INSTRUCTION. In the rows from the line containing "Mark one point on every instance of the green turf" through the line containing "pixel 190 278", update the text by replacing "white yard line" with "white field line". Reproduce those lines with every other part unchanged.

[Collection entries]
==================================================

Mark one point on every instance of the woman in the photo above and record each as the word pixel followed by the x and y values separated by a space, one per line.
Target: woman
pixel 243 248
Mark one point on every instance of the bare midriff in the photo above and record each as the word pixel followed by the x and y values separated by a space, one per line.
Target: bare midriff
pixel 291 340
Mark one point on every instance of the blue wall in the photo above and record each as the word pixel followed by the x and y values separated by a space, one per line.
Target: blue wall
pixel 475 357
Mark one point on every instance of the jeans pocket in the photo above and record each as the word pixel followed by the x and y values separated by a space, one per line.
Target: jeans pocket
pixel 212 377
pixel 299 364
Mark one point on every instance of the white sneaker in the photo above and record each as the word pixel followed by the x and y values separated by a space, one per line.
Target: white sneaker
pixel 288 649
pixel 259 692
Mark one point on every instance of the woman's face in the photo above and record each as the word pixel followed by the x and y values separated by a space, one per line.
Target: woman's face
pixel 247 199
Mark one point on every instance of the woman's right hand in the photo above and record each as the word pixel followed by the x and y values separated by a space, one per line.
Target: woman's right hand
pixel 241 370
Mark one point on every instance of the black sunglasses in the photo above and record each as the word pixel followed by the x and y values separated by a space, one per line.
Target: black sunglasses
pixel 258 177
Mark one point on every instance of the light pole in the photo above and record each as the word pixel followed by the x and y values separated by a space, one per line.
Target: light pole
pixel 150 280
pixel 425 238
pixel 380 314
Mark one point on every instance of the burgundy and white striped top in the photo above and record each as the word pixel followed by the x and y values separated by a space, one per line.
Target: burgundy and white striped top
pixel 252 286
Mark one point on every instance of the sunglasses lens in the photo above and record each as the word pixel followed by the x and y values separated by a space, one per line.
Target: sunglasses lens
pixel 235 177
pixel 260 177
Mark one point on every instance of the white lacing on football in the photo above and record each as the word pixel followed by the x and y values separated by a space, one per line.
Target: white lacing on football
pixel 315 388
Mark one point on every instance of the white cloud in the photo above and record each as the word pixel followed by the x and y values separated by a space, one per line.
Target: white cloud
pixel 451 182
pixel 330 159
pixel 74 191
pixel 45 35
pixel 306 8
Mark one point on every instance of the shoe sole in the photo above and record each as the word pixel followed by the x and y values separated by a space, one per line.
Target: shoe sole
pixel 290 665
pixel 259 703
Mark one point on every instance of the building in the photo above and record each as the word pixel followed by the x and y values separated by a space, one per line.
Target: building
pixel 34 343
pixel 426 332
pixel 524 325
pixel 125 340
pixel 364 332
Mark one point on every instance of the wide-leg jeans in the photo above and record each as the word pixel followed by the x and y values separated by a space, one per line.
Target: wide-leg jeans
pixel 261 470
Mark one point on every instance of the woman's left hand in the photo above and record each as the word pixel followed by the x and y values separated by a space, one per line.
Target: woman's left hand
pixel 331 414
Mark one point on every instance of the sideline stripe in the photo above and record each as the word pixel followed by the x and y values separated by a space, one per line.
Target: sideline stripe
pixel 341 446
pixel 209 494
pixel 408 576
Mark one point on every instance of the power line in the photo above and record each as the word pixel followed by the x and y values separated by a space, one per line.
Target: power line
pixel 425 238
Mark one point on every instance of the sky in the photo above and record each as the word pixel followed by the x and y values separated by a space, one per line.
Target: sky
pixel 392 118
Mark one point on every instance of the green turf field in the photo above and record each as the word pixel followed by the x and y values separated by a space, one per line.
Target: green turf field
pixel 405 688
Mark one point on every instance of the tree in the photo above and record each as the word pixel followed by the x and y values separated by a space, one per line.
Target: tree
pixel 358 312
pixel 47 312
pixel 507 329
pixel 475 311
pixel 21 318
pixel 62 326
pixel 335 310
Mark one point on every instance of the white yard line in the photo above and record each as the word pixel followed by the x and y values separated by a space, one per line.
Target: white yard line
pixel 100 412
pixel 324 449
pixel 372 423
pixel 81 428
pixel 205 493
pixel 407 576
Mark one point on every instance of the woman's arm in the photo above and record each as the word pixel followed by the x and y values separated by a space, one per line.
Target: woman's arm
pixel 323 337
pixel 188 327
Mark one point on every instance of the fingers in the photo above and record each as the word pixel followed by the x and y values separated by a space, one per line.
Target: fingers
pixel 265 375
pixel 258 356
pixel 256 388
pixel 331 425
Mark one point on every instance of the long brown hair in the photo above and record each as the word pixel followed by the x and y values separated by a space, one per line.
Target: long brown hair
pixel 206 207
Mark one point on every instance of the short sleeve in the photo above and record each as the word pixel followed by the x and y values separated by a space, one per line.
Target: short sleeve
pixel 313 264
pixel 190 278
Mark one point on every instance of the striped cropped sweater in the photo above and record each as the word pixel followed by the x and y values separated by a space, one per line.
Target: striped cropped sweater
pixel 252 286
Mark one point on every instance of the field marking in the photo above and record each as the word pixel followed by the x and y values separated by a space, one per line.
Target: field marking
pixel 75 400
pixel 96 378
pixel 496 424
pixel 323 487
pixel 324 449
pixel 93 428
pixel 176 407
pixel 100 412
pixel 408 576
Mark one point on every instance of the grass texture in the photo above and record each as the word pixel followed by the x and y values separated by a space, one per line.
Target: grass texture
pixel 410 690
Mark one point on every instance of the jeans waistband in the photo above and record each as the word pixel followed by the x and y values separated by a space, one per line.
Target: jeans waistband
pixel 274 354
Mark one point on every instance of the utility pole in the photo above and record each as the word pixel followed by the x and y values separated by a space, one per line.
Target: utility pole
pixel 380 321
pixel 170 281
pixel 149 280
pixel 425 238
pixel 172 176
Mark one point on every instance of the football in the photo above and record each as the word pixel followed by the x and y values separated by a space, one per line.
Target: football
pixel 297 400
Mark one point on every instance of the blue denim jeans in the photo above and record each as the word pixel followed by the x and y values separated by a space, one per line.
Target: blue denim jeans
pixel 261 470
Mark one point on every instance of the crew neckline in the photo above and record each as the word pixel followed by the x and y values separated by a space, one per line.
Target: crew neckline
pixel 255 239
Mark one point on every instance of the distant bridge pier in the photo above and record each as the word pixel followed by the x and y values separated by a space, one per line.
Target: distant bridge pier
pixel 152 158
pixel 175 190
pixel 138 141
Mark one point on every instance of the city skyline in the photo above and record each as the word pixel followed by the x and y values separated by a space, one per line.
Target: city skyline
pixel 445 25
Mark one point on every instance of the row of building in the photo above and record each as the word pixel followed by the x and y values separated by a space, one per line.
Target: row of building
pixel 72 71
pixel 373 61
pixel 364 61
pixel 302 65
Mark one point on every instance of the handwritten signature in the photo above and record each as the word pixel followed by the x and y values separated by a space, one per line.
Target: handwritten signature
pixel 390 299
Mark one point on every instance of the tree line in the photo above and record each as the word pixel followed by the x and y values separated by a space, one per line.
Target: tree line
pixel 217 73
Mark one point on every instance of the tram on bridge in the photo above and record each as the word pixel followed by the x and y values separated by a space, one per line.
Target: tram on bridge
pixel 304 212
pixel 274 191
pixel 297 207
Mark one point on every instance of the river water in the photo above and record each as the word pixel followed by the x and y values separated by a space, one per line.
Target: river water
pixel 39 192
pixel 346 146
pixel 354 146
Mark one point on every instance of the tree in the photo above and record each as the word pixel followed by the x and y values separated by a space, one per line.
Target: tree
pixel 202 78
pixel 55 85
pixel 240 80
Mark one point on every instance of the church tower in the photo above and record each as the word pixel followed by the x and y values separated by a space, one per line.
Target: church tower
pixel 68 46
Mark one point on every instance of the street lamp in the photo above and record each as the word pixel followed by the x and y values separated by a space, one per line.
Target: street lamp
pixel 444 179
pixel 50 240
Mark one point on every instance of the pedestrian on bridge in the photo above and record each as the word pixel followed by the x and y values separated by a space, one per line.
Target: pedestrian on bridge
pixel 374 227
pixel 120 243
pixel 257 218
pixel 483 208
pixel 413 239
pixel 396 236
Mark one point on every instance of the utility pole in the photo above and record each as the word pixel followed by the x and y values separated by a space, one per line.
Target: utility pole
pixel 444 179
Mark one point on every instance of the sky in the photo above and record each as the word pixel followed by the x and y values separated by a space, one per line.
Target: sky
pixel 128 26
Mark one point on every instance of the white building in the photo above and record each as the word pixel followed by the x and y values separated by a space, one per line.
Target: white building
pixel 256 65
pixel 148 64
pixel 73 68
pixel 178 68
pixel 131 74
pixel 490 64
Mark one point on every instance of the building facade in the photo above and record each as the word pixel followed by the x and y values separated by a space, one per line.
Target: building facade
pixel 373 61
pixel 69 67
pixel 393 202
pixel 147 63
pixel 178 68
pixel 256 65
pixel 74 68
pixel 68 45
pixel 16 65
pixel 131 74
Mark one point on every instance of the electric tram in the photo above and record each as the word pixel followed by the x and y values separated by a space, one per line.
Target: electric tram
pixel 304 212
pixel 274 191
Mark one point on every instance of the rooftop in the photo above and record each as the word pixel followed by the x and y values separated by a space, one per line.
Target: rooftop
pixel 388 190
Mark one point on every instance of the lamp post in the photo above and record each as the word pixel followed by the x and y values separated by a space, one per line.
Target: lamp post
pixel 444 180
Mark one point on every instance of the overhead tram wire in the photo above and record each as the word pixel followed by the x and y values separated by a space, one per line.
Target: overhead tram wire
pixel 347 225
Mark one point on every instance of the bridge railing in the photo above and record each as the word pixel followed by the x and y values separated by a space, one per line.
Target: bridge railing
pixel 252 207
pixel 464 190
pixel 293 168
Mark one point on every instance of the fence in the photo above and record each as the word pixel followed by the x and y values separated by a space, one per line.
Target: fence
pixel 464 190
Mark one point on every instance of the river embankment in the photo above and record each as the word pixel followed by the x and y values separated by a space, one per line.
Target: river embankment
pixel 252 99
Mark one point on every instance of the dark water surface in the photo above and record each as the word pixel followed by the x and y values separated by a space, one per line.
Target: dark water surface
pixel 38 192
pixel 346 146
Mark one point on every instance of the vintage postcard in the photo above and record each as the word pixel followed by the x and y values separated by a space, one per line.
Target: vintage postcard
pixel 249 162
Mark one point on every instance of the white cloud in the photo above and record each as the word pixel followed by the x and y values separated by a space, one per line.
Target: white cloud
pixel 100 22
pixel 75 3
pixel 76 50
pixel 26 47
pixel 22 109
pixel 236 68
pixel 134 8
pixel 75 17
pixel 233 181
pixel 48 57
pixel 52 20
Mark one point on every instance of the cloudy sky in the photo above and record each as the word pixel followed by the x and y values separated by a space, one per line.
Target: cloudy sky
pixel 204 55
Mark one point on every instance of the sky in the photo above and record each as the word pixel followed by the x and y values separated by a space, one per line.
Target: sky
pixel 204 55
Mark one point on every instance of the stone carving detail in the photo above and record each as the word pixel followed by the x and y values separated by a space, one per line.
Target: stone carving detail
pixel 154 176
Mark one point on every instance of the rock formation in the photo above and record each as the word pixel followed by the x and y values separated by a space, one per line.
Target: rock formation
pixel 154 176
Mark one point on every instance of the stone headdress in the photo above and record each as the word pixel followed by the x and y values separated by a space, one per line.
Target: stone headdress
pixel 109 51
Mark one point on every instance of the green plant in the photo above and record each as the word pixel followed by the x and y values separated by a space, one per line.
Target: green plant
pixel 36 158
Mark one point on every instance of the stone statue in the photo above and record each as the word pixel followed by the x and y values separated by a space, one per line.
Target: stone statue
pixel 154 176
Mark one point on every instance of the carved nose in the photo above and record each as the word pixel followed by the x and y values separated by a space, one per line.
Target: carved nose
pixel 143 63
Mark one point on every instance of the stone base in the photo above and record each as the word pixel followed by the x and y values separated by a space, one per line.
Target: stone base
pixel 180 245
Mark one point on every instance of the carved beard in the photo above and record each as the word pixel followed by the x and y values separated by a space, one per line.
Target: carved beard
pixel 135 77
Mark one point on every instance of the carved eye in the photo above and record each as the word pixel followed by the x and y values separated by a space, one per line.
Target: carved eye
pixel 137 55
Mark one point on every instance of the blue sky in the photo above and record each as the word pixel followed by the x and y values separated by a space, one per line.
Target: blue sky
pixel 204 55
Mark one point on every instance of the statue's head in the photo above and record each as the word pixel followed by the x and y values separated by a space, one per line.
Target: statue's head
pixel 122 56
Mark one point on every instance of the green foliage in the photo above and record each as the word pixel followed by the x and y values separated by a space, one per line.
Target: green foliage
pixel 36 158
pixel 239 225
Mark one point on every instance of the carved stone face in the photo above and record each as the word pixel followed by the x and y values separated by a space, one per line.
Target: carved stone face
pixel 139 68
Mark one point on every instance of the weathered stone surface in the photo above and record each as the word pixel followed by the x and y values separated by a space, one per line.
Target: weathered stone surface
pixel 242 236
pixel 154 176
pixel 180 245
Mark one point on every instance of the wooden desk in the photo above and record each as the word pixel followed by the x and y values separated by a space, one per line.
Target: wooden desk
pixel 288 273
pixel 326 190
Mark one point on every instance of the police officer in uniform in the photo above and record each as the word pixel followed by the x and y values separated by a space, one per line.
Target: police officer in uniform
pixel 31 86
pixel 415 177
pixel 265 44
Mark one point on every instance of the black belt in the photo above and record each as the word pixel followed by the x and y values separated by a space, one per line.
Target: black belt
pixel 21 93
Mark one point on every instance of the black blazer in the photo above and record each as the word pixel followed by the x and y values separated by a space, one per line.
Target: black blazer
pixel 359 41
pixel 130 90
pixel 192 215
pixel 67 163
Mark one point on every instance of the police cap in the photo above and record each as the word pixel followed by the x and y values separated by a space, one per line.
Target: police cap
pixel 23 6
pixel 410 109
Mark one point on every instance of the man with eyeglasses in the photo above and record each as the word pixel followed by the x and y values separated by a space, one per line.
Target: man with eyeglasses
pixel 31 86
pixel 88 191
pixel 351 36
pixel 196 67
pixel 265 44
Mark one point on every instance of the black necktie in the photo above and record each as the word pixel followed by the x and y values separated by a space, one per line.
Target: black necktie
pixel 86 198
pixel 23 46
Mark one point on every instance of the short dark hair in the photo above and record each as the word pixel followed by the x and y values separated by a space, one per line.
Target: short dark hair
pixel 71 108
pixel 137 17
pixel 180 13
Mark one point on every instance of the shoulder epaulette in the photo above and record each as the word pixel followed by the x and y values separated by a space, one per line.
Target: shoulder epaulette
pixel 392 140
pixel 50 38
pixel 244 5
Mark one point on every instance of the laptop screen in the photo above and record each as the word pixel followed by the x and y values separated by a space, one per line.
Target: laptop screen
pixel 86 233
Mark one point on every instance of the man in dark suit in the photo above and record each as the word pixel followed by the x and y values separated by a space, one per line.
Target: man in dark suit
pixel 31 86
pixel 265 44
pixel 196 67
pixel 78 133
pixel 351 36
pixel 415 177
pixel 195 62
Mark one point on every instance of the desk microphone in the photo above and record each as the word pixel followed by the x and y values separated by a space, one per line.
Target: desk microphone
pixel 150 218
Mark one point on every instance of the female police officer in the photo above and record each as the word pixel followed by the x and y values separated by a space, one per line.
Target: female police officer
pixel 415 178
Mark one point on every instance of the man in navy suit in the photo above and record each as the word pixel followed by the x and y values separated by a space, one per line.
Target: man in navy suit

==================================================

TASK ANSWER.
Mark one point on every instance of the green turf field in the photo above and record each as the word pixel followed by the x and y values separated by a space, one per line.
Target: green turf field
pixel 405 688
Mark one point on every instance of the tree in the photo above and record each as the word pixel followed by the x and y values separated by a space, one per line.
Target: tree
pixel 358 312
pixel 47 312
pixel 507 329
pixel 475 311
pixel 21 318
pixel 62 326
pixel 335 310
Mark one point on every instance of the white field line in the photo above and record each as the word pixel followed by the x and y values separated by a space, one per line.
Target: white field line
pixel 100 412
pixel 324 449
pixel 372 423
pixel 81 428
pixel 205 493
pixel 407 576
Mark one point on every instance of the woman's arm in the photo above and record each as the word pixel followed by the x and y values separated by a space, one per line.
Target: woman's arm
pixel 323 337
pixel 188 327
Mark one point on every instance of the fingers in the photo above and record each as the word pixel followed by the x and y values separated by a space, one per line.
Target: fingers
pixel 265 375
pixel 258 356
pixel 256 388
pixel 331 425
Mark one point on every instance of the long brown hair in the photo above and record each as the word pixel followed by the x and y values separated by a space, one per line.
Target: long brown hair
pixel 206 207
Mark one point on every instance of the short sleeve in the photo above and record each as the word pixel followed by the x and y values separated by a space, one per line.
Target: short sleeve
pixel 313 264
pixel 190 278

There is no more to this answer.